Provided text.

···

Snowflake API credential. It's used to connect to Snowflake. It supports loading from environment variables or .env files.

The supported name of the environment variables are (case-insensitive): - SNOWFLAKE_USER - SNOWFLAKE_PASSWORD - SNOWFLAKE_ACCOUNT

Environment variables will always take priority over values loaded from a dotenv file.

Source code in landingai/storage/snowflake.py
class SnowflakeCredential(BaseSettings):
    """Snowflake API credential. It's used to connect to Snowflake.
    It supports loading from environment variables or .env files.

    The supported name of the environment variables are (case-insensitive):
    - SNOWFLAKE_USER
    - SNOWFLAKE_PASSWORD
    - SNOWFLAKE_ACCOUNT

    Environment variables will always take priority over values loaded from a dotenv file.

···

Aim.
Resume the SnowflakeCredential documentation and its source code after the last line shown, writing the next part of the text.

···

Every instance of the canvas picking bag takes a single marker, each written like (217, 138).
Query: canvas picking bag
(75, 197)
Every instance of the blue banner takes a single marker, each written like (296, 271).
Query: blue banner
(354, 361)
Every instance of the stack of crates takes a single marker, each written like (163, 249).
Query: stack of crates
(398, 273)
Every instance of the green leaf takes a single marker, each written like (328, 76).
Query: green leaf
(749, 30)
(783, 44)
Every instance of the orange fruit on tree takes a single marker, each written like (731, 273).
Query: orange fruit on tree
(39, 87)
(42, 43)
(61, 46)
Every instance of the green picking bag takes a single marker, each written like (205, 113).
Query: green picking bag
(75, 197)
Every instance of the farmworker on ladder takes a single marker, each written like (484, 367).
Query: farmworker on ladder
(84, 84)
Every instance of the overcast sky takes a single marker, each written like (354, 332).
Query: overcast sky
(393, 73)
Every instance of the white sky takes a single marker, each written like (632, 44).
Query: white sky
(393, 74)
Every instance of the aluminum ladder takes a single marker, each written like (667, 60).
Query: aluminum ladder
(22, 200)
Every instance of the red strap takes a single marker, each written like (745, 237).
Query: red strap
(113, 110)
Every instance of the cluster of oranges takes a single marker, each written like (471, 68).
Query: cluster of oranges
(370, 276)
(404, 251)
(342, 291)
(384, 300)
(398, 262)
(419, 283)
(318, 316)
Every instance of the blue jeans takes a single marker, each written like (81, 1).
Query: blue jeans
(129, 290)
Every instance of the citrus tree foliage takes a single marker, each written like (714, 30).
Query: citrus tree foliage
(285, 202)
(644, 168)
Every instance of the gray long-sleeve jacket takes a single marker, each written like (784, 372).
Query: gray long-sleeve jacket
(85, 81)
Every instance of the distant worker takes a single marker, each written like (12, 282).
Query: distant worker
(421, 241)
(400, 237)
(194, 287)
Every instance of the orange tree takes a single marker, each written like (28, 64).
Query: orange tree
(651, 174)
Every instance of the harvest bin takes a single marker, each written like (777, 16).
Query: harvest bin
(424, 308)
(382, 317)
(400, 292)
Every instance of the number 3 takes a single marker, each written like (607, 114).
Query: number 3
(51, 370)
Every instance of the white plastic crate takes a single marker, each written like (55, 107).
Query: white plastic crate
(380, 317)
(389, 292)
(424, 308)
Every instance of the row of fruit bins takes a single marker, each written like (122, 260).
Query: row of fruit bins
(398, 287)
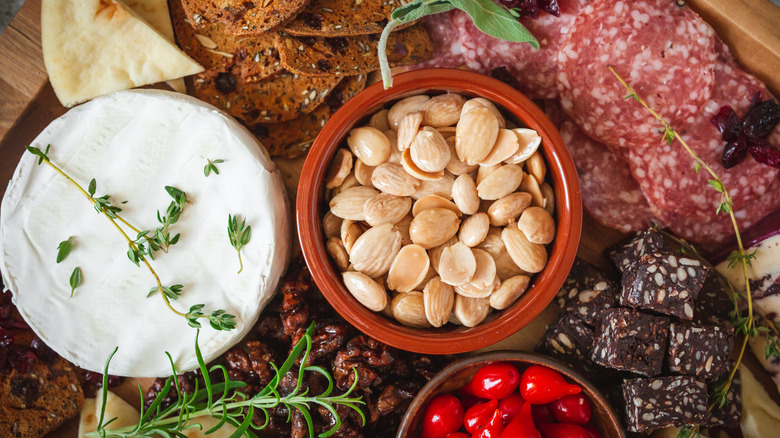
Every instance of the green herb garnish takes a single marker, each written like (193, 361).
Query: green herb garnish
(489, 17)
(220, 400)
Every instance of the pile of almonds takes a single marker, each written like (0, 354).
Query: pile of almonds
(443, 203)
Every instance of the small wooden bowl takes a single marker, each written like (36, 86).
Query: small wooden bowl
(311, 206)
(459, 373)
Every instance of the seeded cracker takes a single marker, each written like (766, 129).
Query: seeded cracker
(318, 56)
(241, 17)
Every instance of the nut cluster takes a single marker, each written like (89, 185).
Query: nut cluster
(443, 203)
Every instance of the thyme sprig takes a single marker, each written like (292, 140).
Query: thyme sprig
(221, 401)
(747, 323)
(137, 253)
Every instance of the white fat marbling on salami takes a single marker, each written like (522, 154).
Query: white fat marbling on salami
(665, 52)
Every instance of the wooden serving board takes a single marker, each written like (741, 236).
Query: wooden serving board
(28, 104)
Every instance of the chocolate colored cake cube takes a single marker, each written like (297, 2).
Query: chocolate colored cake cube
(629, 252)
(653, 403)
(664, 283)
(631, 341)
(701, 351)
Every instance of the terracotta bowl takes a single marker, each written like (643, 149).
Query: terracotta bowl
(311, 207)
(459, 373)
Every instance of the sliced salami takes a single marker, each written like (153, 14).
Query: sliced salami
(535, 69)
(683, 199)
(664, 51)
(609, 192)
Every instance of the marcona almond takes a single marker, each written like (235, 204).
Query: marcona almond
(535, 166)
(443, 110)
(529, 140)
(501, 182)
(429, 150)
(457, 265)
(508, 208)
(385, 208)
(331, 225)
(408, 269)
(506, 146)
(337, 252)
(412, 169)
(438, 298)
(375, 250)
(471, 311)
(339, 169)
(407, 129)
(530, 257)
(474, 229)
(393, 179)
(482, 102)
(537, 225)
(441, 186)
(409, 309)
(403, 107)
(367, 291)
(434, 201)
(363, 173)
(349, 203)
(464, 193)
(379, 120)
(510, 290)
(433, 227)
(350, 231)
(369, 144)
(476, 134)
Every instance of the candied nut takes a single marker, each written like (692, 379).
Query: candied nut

···

Exercise result.
    """

    user: str
    password: str
    account: str

    class Config:
        env_file = ".env"
        env_prefix = "SNOWFLAKE_"
        case_sensitive = False

SnowflakeDBConfig

Bases: BaseSettings

Snowflake connection config. It supports loading from environment variables or .env files.

The supported name of the environment variables are (case-insensitive): - SNOWFLAKE_WAREHOUSE - SNOWFLAKE_DATABASE - SNOWFLAKE_SCHEMA

Environment variables will always take priority over values loaded from a dotenv file.

Source code in landingai/storage/snowflake.py
class SnowflakeDBConfig(BaseSettings):
    """Snowflake connection config.
    It supports loading from environment variables or .env files.

    The supported name of the environment variables are (case-insensitive):
    - SNOWFLAKE_WAREHOUSE
    - SNOWFLAKE_DATABASE
    - SNOWFLAKE_SCHEMA

    Environment variables will always take priority over values loaded from a dotenv file.
    """

    warehouse: str
    database: str
    # NOTE: the name "schema" is reserved by pydantic, so we use "snowflake_schema" instead.
    snowflake_schema: str = Field(..., env="SNOWFLAKE_SCHEMA")

    class Config:
        env_file = ".env"
        env_prefix = "SNOWFLAKE_"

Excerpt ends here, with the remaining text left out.